** BEGIN SELECTION **
Despite an impressive pile of medals, the British running coach hadn’t taken on more than two marathons in a year’s time before embarking on his 17 mission: “I could realistically see myself doing 12 marathons, but with 17 I thought ‘oh’. That scared me a bit,” he admits, recalling contemplating this year’s challenge to explore a variety of running events around Australia.

Completing the Great Ocean Road Marathon (in under 3 and a half hours), and the Ultraman Australia’s run in Noosa in May, he also just completed the Surf Coast Trail Marathon from Torquay to Faihaven this past weekend. Even though he was not one of the 50 triathletes taking on the entire 515 km Ultraman challenge in Noosa, he paced one of his mates at the race and approaches his own mission with similar preparations.


Previously, when he trained for Ironmans and half Ironmans, he noticed the benefits of complementing his running with swimming and biking. He became stronger, fitter and less injured.
** END SELECTION **
** BEGIN SUPPLIED INFORMATION **
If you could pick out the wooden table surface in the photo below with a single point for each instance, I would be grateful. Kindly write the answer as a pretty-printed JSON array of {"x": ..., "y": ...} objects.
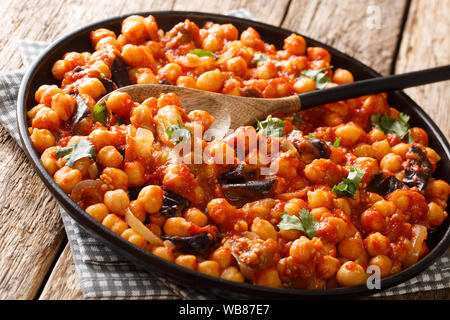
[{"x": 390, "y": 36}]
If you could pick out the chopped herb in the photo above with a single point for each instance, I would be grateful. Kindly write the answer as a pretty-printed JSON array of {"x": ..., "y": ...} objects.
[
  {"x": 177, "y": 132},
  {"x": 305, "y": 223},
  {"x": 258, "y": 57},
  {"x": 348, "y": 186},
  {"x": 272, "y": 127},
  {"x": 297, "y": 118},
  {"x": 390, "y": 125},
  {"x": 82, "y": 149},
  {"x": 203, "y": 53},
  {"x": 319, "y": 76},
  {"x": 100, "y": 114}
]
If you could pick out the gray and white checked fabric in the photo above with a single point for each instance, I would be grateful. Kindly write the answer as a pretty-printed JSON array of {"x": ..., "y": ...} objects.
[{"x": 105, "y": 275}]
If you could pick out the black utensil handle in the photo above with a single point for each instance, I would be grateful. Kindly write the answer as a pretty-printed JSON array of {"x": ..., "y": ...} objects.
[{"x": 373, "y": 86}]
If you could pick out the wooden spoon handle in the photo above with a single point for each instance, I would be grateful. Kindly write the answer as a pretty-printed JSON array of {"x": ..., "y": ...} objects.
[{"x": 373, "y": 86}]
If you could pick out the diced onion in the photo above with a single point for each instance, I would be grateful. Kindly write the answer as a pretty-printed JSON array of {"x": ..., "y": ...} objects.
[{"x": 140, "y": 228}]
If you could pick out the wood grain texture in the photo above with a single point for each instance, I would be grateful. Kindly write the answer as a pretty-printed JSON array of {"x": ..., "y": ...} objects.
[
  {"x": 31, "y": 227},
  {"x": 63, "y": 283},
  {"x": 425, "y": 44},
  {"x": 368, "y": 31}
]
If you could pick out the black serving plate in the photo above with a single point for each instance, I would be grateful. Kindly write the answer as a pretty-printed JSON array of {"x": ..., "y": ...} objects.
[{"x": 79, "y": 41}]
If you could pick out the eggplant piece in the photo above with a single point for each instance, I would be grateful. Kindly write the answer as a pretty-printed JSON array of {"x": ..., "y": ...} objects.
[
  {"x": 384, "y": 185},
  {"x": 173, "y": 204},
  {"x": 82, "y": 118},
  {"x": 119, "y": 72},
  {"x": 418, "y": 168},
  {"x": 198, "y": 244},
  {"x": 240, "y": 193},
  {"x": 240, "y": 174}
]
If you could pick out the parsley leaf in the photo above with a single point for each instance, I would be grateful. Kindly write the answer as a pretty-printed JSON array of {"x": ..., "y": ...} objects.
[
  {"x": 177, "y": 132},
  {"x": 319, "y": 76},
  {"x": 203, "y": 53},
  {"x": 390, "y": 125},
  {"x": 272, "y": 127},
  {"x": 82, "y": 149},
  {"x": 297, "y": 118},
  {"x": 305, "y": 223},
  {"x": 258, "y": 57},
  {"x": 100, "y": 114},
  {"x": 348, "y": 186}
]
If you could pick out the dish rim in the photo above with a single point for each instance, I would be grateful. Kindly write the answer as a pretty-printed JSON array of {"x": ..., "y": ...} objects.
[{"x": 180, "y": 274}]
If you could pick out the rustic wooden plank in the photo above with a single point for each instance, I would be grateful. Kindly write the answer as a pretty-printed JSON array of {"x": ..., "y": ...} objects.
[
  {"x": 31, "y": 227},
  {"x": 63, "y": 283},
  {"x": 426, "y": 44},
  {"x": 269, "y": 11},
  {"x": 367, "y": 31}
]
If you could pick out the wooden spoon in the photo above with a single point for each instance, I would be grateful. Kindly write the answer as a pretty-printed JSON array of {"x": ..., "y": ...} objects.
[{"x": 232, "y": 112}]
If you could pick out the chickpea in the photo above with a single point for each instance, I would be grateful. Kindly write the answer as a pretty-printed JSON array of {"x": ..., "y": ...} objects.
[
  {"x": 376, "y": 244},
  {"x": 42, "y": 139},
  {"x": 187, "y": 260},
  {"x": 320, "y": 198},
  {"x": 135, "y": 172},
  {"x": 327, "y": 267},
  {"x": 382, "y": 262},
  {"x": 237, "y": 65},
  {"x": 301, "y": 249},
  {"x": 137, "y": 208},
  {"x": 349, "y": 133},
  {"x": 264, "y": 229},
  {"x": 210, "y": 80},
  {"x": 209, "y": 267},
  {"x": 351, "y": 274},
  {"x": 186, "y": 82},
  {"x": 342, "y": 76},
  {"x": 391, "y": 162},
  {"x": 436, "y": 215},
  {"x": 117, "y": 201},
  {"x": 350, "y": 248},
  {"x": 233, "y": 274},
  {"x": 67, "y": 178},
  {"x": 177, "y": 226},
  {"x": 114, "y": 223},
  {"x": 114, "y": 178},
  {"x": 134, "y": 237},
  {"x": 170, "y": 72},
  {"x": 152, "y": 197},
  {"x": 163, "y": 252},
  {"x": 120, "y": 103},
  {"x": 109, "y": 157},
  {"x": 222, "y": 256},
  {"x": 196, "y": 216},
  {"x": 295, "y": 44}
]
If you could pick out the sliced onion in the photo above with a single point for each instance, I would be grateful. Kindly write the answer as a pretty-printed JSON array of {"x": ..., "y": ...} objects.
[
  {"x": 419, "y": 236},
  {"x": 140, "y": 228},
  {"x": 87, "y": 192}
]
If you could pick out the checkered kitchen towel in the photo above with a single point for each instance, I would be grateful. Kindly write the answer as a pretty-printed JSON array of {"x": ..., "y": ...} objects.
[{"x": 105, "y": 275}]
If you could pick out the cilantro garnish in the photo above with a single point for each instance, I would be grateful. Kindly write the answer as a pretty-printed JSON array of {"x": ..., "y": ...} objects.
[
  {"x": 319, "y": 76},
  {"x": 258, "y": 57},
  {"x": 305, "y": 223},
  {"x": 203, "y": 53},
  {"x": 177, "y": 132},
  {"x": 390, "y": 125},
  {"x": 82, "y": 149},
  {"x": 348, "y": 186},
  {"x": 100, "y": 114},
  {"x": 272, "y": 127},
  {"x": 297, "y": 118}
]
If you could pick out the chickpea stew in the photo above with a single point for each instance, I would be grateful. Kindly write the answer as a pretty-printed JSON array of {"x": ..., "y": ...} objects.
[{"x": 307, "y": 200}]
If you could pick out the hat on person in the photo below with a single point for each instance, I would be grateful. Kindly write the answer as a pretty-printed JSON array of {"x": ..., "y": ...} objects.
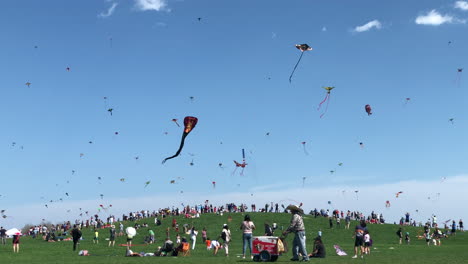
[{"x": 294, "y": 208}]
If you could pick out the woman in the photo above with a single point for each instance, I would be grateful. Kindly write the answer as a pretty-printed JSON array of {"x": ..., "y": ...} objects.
** END SUPPLIED INFORMATION **
### THE TASKS
#1 In the listing, starting with the line that contains "If you could pick out the hat" and going on through the end of the listing, change "photo" to "image" wherever it appears and keep everything else the same. Give back only those lines, without the pictures.
#2 Carry the piece about the running coach's marathon challenge forward from its last sentence.
The text and the listing are separate material.

### THE REPLIES
#1
If you could pick out the hat on person in the image below with a single point for each instance, I would be grateful. Kindly write the answer as a pretty-printed JSON array of {"x": ..., "y": ...} objects.
[{"x": 294, "y": 208}]
If you could pick out the woman in the image above with a single point for each instance, I would be grateful. Kindly write the answer as a pretty-printed JSON array of {"x": ..., "y": ...} objects.

#2
Now, Chris trains almost like a triathlete, but for running events. He focuses on endurance, flexibility, and strength. He keeps swimming and a bit of biking in his routine and adds pilates and yoga to move his body in different ways, to get to know his body better and break the monotone training in the running tracks.

He hopes this varied training will keep him from getting injured and give him indications if he is about to: “My tips [to runners] would definitely be to cross train and start to listen to your body. It doesn’t really lie that much,” he laughs. “It is just us, ignoring the signs.” For example, if he is cramping a lot in the pool it means that his calves are really tight from running. A signal that he should address.

But on racing days, he better switch off and ignore some of the body signals that inevitably come when pushing the body to its limits: “You get to maybe 30k 35k and you kinda want to stop,” he says “Your body is telling you: ‘Look it hurts. Your body is aching, your feet are aching. It is time to stop this, we need to go home’.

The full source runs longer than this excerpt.